- [What to work on] Starting at the line that contains "Expected content: bare" and ending with the line that contains "553 536 606 577", reproduce only those lines, swapping "black tank top" for "dark sleeveless top" and leaving everything else unchanged.

- [Working data]
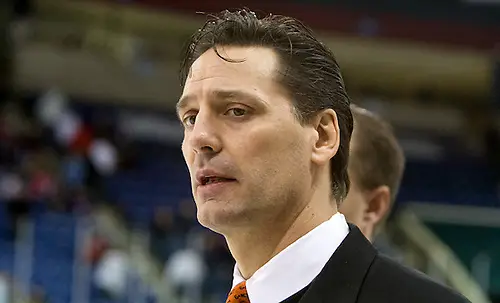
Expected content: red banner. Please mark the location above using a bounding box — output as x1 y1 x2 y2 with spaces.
125 0 500 50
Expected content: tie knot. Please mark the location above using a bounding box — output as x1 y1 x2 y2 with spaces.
226 281 250 303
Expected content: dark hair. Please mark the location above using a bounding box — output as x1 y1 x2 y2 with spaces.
349 104 405 201
181 9 353 203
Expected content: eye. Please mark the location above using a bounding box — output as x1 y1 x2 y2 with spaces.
226 107 247 117
182 115 196 127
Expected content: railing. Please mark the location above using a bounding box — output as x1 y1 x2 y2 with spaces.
394 210 490 303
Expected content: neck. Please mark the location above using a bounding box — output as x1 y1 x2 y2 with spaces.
226 190 337 279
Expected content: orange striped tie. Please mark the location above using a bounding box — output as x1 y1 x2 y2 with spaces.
226 281 250 303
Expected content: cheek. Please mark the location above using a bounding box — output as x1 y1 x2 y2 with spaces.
241 123 310 182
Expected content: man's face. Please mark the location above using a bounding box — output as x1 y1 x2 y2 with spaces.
178 47 314 233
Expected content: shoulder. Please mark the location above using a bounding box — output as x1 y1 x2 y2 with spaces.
359 255 470 303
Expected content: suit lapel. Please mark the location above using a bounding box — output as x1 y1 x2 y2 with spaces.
300 224 377 303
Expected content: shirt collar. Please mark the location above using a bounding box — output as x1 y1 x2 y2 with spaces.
233 213 349 303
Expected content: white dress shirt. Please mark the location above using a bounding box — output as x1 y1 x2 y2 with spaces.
233 213 349 303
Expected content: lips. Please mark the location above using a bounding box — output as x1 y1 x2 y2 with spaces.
200 176 236 186
196 169 236 186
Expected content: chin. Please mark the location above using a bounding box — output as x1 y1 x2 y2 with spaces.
197 201 249 234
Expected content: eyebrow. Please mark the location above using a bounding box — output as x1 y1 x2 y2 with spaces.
175 90 267 114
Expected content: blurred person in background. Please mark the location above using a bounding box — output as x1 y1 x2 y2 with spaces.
164 232 207 303
149 206 180 262
177 10 468 303
94 247 130 299
340 104 405 261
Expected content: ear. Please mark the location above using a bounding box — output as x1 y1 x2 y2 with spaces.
312 108 340 164
363 185 391 233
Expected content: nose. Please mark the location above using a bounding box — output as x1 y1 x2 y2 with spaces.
187 112 221 154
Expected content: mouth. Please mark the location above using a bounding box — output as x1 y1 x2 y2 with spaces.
200 176 236 186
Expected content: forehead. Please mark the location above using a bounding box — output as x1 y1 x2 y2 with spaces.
184 46 277 93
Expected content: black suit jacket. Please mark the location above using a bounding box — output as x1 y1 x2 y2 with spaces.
283 225 470 303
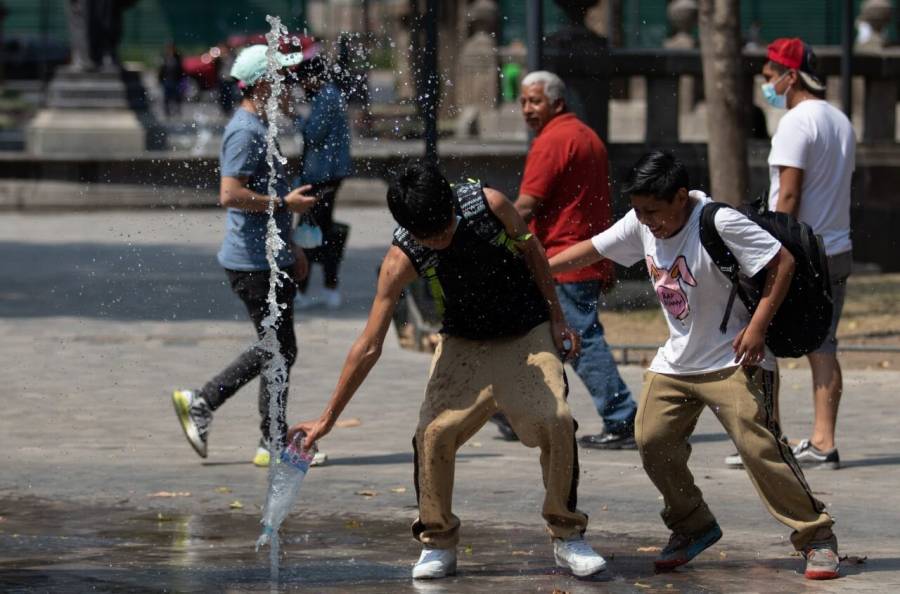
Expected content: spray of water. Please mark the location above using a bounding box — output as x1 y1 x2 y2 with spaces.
260 15 288 581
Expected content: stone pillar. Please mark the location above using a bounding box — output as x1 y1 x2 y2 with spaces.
544 23 611 141
454 0 500 137
25 68 162 157
660 0 703 117
856 0 894 51
25 0 158 157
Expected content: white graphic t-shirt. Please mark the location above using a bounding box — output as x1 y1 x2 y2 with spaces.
591 191 781 375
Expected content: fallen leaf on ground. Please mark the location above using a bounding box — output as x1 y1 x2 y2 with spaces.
334 418 362 429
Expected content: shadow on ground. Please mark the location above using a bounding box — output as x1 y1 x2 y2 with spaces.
0 492 872 594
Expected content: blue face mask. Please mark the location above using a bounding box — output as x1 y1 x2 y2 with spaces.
762 72 787 109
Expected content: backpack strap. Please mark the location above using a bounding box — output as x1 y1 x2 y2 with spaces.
394 227 444 315
394 179 531 316
700 202 747 334
453 179 531 254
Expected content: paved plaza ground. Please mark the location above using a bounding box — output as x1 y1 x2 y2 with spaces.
0 208 900 593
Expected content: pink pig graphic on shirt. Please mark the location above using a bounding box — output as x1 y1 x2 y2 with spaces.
647 256 697 320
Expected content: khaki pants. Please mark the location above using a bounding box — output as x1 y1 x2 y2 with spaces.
635 367 833 550
412 323 587 549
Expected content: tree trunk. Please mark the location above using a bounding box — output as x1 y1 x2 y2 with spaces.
699 0 749 205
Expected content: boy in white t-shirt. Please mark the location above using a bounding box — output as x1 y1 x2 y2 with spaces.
550 151 838 579
756 38 856 469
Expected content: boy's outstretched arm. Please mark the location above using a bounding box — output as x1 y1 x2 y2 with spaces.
731 246 796 367
288 245 417 446
550 239 603 274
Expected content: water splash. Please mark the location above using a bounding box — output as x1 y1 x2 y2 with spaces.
260 15 290 582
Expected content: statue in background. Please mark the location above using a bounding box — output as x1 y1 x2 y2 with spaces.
67 0 137 72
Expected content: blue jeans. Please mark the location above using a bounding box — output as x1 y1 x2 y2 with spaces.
556 281 637 433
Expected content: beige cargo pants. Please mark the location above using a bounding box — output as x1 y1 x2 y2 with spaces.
412 323 588 549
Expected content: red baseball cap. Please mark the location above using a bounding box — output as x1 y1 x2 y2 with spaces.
767 37 825 91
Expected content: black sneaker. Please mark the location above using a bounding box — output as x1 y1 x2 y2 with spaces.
578 431 637 450
794 439 841 470
490 412 519 441
653 522 722 571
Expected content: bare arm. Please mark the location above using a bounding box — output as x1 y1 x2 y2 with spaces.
732 247 796 366
515 194 541 222
288 246 417 445
219 176 316 213
484 188 580 357
550 239 603 274
775 167 803 217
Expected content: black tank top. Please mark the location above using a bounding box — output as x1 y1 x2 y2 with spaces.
435 218 550 340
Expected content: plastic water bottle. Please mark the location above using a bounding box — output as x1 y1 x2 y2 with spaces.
293 216 323 250
256 433 316 551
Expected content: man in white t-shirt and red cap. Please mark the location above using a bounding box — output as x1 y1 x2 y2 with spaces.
728 38 856 469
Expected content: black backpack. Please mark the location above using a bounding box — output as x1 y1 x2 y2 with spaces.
700 202 834 357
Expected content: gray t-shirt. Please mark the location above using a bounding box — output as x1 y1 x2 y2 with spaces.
219 108 294 271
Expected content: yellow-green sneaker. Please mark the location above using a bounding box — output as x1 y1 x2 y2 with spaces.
172 390 212 458
253 446 270 468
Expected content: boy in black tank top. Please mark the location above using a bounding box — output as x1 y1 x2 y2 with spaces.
289 164 606 579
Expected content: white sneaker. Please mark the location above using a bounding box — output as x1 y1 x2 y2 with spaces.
294 291 319 309
322 289 344 309
413 548 456 580
725 452 744 468
553 536 606 577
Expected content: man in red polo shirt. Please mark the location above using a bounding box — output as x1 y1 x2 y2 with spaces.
495 71 637 449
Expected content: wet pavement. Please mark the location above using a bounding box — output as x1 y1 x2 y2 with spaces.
0 208 900 594
0 498 880 594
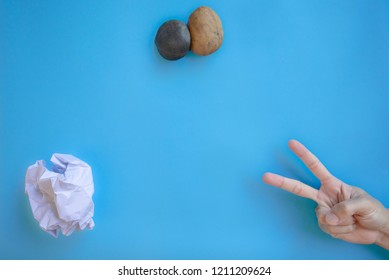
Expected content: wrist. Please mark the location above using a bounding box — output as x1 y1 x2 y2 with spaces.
375 209 389 250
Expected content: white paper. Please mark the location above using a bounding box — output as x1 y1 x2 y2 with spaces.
25 154 94 237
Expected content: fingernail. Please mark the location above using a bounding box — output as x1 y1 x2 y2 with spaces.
326 213 339 225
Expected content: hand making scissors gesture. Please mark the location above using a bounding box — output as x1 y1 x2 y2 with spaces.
263 140 389 249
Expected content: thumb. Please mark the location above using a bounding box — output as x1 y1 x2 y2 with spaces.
326 197 374 225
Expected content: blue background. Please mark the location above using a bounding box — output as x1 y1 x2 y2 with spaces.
0 0 389 259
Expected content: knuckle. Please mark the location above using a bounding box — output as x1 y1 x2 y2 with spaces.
308 159 320 170
292 181 303 195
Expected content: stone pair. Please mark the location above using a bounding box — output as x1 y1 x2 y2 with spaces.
155 6 224 60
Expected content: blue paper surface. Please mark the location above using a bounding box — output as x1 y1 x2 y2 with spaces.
0 0 389 259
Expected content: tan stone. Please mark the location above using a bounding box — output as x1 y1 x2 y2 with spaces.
188 6 224 55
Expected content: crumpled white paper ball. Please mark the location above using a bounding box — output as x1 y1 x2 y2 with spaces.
25 154 94 237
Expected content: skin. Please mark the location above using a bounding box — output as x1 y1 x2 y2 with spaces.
263 140 389 250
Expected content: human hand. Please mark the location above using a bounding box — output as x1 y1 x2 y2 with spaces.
263 140 389 249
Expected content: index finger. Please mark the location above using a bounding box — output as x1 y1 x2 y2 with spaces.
288 140 332 183
262 172 318 202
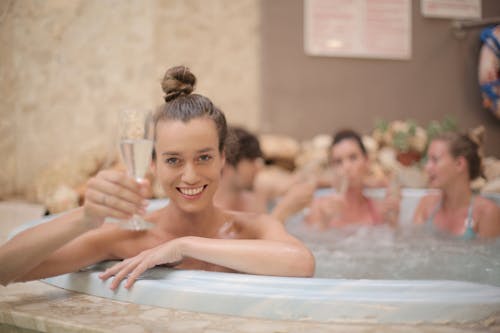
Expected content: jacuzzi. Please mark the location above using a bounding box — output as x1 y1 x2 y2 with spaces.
12 189 500 323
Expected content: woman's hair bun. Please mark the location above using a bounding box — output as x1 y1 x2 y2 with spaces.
161 66 196 103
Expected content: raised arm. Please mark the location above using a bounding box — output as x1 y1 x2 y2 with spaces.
101 214 315 289
0 171 148 285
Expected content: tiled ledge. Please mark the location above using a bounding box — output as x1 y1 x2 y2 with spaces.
0 281 500 333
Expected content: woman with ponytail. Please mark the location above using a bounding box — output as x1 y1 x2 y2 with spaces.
0 66 314 289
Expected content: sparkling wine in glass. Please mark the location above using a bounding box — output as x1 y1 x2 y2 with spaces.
120 109 153 230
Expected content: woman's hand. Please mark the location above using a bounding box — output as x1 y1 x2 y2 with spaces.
99 238 183 290
83 170 150 228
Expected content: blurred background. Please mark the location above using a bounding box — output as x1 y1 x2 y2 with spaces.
0 0 500 199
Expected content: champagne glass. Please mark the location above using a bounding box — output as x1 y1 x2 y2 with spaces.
119 109 153 231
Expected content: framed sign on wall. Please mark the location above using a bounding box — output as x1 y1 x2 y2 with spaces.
304 0 411 60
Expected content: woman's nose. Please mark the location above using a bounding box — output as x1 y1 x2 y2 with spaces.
181 163 198 184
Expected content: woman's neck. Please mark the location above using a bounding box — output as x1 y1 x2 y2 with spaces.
344 187 366 205
442 179 472 210
167 205 221 235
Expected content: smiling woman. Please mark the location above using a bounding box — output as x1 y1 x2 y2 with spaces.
0 66 314 289
414 132 500 239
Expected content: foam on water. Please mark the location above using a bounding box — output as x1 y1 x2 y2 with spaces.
287 215 500 286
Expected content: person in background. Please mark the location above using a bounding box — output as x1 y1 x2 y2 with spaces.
0 66 315 289
214 126 315 223
414 132 500 239
305 129 400 229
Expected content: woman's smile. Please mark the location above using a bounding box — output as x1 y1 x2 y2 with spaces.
177 185 207 199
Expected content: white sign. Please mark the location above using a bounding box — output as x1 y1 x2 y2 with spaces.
304 0 411 59
420 0 481 19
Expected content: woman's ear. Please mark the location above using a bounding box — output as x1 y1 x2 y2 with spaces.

- [Correct answer]
Expected content: bare arm. Please mark the location above using a bounding box — output as x1 y1 x2 y2 with spaces.
732 247 796 366
515 194 541 222
288 246 417 445
219 176 316 213
484 188 580 357
550 239 603 274
775 167 803 217
Expected content: dark sleeveless top. Please mark the location above using a bounding box — output as x1 y1 x2 y2 with spaces.
435 218 550 340
Expected content: plastic water bottle. Please mark the location above using a bounding box — output as x1 y1 x2 y2 with spaces.
293 216 323 250
256 433 316 551
Expected content: man in white t-shirt and red cap. Please mark the location above using a bounding box — output as x1 y1 x2 y2 with spaces.
728 38 856 469
Expected content: black backpack. Please mark the location above using a bounding box — output as x1 y1 x2 y2 with spaces.
700 202 834 357
Expected content: gray t-shirt. Please mark the location above using a bounding box — output as x1 y1 x2 y2 with spaces.
219 108 294 271
Expected content: yellow-green sneaker. Please mark the location above using a bounding box — output as x1 y1 x2 y2 with spaces.
172 390 212 458
253 446 270 468
Expected content: boy in dark sleeveless top. Please mark the location above using a bounding box — output as x1 y1 x2 y2 with spaces.
289 164 606 579
Expected content: white sneaker. Please mark the location above using a bounding box — output as x1 y1 x2 y2 with spaces.
294 291 319 309
322 289 344 309
413 548 456 580
725 452 744 468
553 536 606 577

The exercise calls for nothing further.